Could you output each line of the data that follows exactly?

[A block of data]
━━━━━━━━━━━━━━━━━━━━
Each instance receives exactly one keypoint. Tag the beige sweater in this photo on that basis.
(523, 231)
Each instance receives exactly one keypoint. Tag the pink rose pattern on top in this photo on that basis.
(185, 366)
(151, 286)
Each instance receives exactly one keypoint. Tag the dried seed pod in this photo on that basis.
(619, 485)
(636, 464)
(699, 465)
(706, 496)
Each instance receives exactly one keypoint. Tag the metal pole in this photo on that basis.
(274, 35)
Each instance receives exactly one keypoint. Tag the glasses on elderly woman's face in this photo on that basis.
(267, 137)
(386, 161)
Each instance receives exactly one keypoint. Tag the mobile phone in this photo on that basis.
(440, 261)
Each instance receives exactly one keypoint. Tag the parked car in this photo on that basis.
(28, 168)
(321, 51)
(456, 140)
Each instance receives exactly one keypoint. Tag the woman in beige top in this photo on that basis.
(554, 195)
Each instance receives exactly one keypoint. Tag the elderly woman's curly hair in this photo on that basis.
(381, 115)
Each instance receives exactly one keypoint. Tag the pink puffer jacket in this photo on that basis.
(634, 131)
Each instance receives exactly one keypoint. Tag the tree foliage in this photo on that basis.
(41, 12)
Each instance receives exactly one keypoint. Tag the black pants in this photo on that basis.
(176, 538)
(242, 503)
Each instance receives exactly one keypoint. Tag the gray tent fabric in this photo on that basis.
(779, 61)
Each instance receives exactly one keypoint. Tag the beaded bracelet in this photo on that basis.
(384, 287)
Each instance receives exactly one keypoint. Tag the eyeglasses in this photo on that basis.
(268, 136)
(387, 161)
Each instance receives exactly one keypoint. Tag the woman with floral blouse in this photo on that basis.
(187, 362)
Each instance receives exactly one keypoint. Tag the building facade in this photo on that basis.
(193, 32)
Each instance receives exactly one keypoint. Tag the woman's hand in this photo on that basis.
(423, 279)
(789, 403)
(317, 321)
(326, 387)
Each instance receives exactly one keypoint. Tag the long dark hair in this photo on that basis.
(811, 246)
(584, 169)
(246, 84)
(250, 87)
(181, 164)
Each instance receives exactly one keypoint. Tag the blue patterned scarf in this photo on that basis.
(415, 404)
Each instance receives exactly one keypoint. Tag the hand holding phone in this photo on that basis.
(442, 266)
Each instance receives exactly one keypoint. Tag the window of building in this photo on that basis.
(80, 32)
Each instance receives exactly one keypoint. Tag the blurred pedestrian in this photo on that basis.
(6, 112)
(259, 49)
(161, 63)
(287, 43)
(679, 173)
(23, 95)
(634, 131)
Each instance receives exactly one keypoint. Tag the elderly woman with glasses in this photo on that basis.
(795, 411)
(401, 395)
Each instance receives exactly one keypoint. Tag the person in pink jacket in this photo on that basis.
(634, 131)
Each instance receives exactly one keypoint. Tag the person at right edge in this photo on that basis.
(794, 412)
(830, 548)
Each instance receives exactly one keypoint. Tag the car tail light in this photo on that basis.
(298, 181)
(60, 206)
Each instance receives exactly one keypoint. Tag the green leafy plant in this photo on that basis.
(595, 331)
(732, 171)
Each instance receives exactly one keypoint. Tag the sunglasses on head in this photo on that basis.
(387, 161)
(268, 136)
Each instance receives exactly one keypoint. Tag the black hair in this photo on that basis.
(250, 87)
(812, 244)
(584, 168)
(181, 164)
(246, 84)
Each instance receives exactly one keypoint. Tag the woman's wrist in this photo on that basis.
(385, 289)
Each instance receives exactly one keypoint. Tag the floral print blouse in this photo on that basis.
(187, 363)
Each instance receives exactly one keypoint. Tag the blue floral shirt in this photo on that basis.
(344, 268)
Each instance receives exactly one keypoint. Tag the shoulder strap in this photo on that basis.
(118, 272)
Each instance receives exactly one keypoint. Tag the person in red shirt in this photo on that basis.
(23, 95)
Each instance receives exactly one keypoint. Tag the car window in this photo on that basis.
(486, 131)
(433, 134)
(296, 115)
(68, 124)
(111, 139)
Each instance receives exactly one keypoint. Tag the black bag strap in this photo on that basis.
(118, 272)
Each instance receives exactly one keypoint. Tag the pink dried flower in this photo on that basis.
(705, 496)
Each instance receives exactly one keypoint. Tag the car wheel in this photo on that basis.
━━━━━━━━━━━━━━━━━━━━
• **FINISHED ANSWER**:
Each instance receives exactly one keypoint. Tag the beige sweater in this photo on that basis.
(523, 231)
Each instance receives exactly one keypoint. Tag the pink rose pattern on top in this photo on that basis.
(185, 366)
(151, 286)
Each instance receives exactly one keypoint. Tag the dried seed pod in this photo on that basis.
(619, 485)
(636, 464)
(699, 465)
(706, 496)
Each instance receives exactly one keypoint. Tag the metal pole in this photo on that basis.
(274, 35)
Each instance receives exactly one keypoint. Tag the glasses on elderly woman's face in this photo on that basis.
(267, 137)
(386, 161)
Each instance receives exactly one keypoint. Tag the mobile phone in this photo on that basis.
(440, 261)
Each instance receives exactly one keypoint. Tag the parked car in this photo on that basis.
(28, 168)
(321, 51)
(456, 140)
Each instance receives exactly one keypoint. Tag the woman in beige top in this photo on that basis.
(554, 195)
Each instance receives exactly one keypoint. Tag the elderly woman's curly hair in this photo on that basis.
(381, 115)
Each instance receives exactly one keypoint. Tag the pink puffer jacket in this photo on that basis.
(634, 131)
Each instance receives exactly one keypoint. Tag the tree foliage in this photo on that basis.
(41, 12)
Each instance receives exactly one keypoint. Tag the black pants in this photo on that basis.
(176, 538)
(242, 503)
Each instance receives exactly one keypoint. Tag the gray tent fabric in this photo on that basis.
(779, 61)
Each instance receives exactly one keypoint. Tag the beaded bracelet in this photo on that basis.
(384, 287)
Each instance receives exactly one keypoint. Tag the eyeglasses in this photo on that basis.
(268, 136)
(387, 161)
Each instance receives exactly one keypoint. Tag the woman with floral blouse in this photo on that basis.
(187, 362)
Each instance receives exactly one keypoint. Tag the building facade in this photo on that basis.
(193, 32)
Each instance receives exactly one keypoint. Tag the woman's hand in this photo on that basis.
(423, 279)
(789, 403)
(317, 321)
(326, 387)
Each instance receives exactly one keypoint. Tag the long dark hair in this photo on that basis.
(811, 246)
(584, 169)
(246, 84)
(250, 87)
(181, 164)
Each instance receives exactly one keypoint. Tag the blue patterned scarf in this photo on that basis.
(415, 404)
Each instance receives exactly one keypoint. Tag the hand holding phone in this photo on that basis.
(442, 266)
Each instance receives exactly one keypoint. Tag the window of building in this photo on that basis.
(80, 32)
Each instance receives exactly one keypoint. Tag the blurred pedestrian in this photo on that basis.
(6, 112)
(259, 49)
(161, 63)
(287, 43)
(679, 173)
(23, 95)
(634, 131)
Each instance receives exactly one keypoint. Tag the elderly woman with glasses in this photo on that basis.
(795, 411)
(401, 395)
Each instance receives exactly one keypoint. Tag the person in pink jacket in this photo on that basis.
(634, 131)
Each instance receives exactly one keypoint. Tag the person at right edge in this photo on that basis.
(794, 412)
(830, 548)
Each instance receives exactly one keypoint. Tag the car tail light in this photo on that basis.
(298, 181)
(60, 206)
Each instance receives exactly one keypoint. Tag the green leafy plant in this photo on that basis.
(595, 331)
(732, 171)
Each instance receives exactly one keypoint. Tag the sunglasses on head in this photo on that basis.
(387, 161)
(268, 136)
Each instance receives exactly one keypoint. Tag the black hair in this photo on that basis.
(250, 87)
(812, 244)
(584, 168)
(181, 164)
(246, 84)
Each instance receives exactly one keypoint. Tag the woman's wrist in this photo on that basis.
(385, 289)
Each instance receives exactly one keypoint. Tag the floral print blouse in this photo on that basis.
(187, 363)
Each instance receives exactly one keypoint. Tag the blue floral shirt in this photo on that basis.
(344, 268)
Each instance receives exactly one keypoint. Tag the shoulder strap in this photo on that basis.
(118, 272)
Each instance receives exactly one keypoint. Tag the person in red shirt in this photo on that basis.
(23, 95)
Each instance receives exactly one keypoint. Tag the car window in this photo on that basis.
(486, 131)
(433, 134)
(296, 115)
(68, 124)
(111, 139)
Each instance receives exactly one keypoint. Tag the black bag strap in this photo on that basis.
(118, 272)
Each instance receives exactly one keypoint. Tag the pink dried flower in this photo on that basis.
(705, 496)
Each instance receives exactly one keypoint. Tag the car wheel in this photo on that basis.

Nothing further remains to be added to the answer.